PASSAGE TO READ:
= = = = =
John R. Rymer serves Application Development & Delivery Professionals. See the full Analyst bio.
Visit Forrester.com to learn how we make Application Development & Delivery Professionals successful every day.
Follow John on Twitter.
John R. Rymer serves Application Development & Delivery Professionals. See the full Analyst bio.
Visit Forrester.com to learn how we make Application Development & Delivery Professionals successful every day.
Follow John on Twitter.
Posted by John R. Rymer on February 25, 2010
I’m soon getting a new tool for my work as an industry analyst: A Forrester blog. Before diving into my new blog, I think I should define its role in my work, and get your comments and suggestions.
My Forrester blog is a new part of my research lifecycle (depicted below). I’ve been pursuing some form of this research lifecycle for over 15 years.
The boxes show my five major publishing vehicles. The blog is the newest one, I’ve had most of the others for much longer. Around the lifecycle, I’ve listed the kinds of information I include in these deliverables. I’ve identified which publishing vehicles are free to all, and which ones are only available to clients who purchase Forrester subscriptions.
How does my research lifecycle work?
= = = = =
ACTIONS TO TAKE:
1 – In the post on the research lifecycle, give every sentence that contains the word "blog".
2 – Reproduce the post on the research lifecycle word for word, starting with "Posted by John" and going on through "over 15 years.".

[Collection entries]
= = = = =
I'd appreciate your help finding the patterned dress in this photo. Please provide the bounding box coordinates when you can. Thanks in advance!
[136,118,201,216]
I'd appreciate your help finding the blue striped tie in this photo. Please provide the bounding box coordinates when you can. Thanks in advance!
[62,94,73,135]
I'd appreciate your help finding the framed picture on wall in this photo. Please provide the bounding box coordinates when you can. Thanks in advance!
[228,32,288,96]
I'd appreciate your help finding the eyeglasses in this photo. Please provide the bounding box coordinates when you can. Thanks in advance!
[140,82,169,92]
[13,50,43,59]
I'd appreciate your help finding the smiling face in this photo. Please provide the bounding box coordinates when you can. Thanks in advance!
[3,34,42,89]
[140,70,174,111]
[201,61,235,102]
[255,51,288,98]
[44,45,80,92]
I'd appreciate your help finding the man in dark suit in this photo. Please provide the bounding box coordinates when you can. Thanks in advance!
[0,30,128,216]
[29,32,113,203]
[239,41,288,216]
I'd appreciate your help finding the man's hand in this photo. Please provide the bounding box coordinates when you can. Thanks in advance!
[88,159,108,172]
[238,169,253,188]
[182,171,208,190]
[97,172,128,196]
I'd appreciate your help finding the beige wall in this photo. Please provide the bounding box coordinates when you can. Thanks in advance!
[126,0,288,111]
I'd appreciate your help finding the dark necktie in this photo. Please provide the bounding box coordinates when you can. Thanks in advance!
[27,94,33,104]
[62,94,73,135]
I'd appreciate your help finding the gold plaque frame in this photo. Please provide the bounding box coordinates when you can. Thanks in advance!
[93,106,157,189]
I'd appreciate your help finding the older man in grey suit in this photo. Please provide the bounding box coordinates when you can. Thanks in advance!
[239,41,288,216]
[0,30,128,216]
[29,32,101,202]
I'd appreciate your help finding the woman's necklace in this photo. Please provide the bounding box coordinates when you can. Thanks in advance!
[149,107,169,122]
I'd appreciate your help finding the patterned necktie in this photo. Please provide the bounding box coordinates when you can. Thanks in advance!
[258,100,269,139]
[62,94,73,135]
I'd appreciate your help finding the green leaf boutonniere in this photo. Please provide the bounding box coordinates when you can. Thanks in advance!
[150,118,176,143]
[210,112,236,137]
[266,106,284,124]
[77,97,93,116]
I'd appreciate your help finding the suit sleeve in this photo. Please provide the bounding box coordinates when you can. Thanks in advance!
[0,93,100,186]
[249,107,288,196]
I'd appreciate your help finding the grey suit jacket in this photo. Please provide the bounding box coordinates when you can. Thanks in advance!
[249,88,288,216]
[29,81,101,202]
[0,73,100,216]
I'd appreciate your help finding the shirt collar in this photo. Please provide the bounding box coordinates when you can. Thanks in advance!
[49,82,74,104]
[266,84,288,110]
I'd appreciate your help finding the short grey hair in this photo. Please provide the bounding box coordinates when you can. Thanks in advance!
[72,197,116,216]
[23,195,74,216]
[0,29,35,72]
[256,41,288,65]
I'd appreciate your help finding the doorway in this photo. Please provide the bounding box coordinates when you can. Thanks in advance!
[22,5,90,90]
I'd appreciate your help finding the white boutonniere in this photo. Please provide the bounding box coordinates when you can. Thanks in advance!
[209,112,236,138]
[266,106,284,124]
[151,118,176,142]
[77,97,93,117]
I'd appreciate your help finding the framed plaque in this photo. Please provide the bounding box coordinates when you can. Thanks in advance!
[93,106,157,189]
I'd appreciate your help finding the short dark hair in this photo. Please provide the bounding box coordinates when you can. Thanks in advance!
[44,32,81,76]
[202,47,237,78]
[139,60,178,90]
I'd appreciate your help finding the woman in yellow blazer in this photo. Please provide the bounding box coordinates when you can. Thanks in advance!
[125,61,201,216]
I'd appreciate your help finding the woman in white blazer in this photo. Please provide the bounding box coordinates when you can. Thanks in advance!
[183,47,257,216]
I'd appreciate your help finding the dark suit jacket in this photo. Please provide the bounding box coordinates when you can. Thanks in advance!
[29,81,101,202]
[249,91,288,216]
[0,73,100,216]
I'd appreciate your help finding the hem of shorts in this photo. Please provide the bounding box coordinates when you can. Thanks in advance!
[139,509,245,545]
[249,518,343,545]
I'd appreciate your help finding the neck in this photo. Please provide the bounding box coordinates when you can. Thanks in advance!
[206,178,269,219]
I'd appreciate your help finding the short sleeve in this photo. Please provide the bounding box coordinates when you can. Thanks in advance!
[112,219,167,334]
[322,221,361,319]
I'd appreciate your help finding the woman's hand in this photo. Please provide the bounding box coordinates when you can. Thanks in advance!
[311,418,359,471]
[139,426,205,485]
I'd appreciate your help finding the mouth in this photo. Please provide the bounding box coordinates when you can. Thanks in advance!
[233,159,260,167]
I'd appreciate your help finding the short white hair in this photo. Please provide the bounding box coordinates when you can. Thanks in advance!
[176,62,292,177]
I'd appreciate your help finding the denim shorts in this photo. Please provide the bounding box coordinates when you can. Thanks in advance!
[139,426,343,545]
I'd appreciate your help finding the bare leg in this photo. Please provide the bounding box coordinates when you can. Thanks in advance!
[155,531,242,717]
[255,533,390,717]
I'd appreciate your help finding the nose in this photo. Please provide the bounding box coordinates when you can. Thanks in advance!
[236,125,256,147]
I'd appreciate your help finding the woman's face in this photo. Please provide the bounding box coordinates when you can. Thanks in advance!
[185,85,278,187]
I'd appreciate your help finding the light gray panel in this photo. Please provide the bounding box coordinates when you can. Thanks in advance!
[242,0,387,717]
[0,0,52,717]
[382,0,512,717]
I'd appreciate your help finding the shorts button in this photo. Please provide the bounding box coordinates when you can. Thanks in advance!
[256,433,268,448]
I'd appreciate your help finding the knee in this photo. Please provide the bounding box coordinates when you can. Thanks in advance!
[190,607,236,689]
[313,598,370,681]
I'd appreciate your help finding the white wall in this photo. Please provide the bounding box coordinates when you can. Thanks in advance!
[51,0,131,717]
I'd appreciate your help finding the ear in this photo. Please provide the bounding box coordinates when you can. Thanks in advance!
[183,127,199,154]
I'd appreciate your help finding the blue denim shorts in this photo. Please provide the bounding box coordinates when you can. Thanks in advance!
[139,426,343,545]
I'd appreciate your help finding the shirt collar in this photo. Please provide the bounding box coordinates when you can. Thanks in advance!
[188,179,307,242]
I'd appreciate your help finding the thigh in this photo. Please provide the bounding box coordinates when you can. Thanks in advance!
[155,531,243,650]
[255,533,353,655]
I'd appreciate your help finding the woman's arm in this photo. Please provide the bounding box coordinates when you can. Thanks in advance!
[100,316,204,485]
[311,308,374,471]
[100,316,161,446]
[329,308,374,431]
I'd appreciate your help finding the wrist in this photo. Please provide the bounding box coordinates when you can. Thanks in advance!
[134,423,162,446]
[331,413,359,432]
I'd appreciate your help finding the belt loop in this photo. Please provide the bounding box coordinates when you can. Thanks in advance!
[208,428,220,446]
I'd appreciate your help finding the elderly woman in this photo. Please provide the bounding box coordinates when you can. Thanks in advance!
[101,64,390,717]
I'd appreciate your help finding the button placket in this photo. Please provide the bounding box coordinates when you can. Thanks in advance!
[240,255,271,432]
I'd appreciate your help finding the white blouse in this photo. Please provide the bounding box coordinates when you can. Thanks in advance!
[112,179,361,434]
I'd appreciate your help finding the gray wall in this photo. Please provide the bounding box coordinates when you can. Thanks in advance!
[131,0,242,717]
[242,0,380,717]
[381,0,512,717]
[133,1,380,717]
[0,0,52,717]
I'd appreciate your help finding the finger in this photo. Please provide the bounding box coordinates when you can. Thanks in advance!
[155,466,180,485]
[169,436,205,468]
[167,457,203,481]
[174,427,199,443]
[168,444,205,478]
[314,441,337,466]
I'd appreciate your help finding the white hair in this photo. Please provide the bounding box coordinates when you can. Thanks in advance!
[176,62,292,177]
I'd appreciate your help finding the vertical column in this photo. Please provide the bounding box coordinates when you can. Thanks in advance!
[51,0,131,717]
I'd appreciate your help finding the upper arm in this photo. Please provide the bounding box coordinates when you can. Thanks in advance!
= = = = =
ANSWERS TO THE PROBLEMS:
1 –
I’m soon getting a new tool for my work as an industry analyst: A Forrester blog.
Before diving into my new blog, I think I should define its role in my work, and get your comments and suggestions.
My Forrester blog is a new part of my research lifecycle (depicted below).
The blog is the newest one, I’ve had most of the others for much longer.

2 –
Posted by John R. Rymer on February 25, 2010
I’m soon getting a new tool for my work as an industry analyst: A Forrester blog. Before diving into my new blog, I think I should define its role in my work, and get your comments and suggestions.
My Forrester blog is a new part of my research lifecycle (depicted below). I’ve been pursuing some form of this research lifecycle for over 15 years.